=== Data extracts ===
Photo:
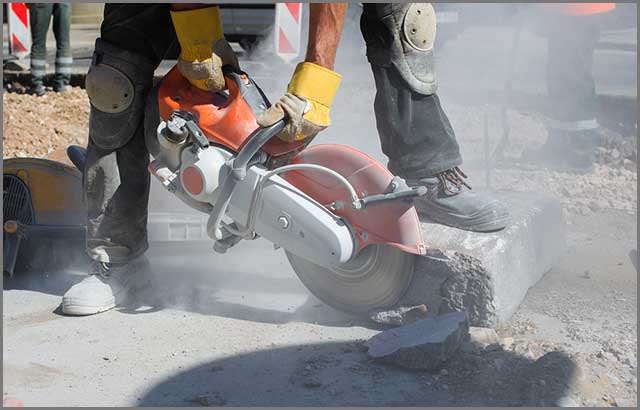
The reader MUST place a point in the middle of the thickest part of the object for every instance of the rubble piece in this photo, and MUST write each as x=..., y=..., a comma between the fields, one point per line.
x=425, y=344
x=488, y=274
x=483, y=336
x=399, y=316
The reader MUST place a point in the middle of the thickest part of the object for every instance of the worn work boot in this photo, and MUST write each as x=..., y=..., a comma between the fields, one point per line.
x=108, y=285
x=450, y=201
x=60, y=87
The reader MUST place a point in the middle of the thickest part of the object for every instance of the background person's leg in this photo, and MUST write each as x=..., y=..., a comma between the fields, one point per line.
x=61, y=31
x=39, y=18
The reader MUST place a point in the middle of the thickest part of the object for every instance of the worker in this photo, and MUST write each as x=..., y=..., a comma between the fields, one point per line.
x=39, y=19
x=572, y=31
x=415, y=132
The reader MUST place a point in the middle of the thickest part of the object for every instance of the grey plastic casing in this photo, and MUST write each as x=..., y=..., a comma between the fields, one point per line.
x=311, y=231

=== Task brief ===
Your answer must be an exact copy of the records, without the pictures.

=== Answer to this problem ===
Photo:
The reader MUST place a point in the middle of the thickest part of the object for every instance of the rubble piece in this photo, and MUST write each as x=..., y=..., a comma between the fields, one point per line.
x=425, y=344
x=488, y=274
x=483, y=336
x=399, y=316
The reader MUST place a point in the middle of the thickest part of the object for every instance of the worn work boot in this photo, and MUST write each as x=..., y=..., a comma between the fields, one point per line.
x=108, y=285
x=450, y=201
x=60, y=87
The reader MUST place a point in the middle of the thickest part of the object for every instance of the background person's leg in this photo, and MUST write each as x=..., y=..., a comma between the fields, one point per line.
x=61, y=31
x=39, y=18
The reader MUST place a point in the middle of the thickest part of the object for every instance of the worker in this photo, and MUST write each as x=..., y=..., a comma between the fields, one point per line.
x=39, y=19
x=572, y=31
x=415, y=132
The reader MUST place a point in the middle of the thickest part of the object for every instance of the grey plastic casing in this photo, and MUST write each as x=..., y=..., a comma between the fields, one point per line.
x=311, y=231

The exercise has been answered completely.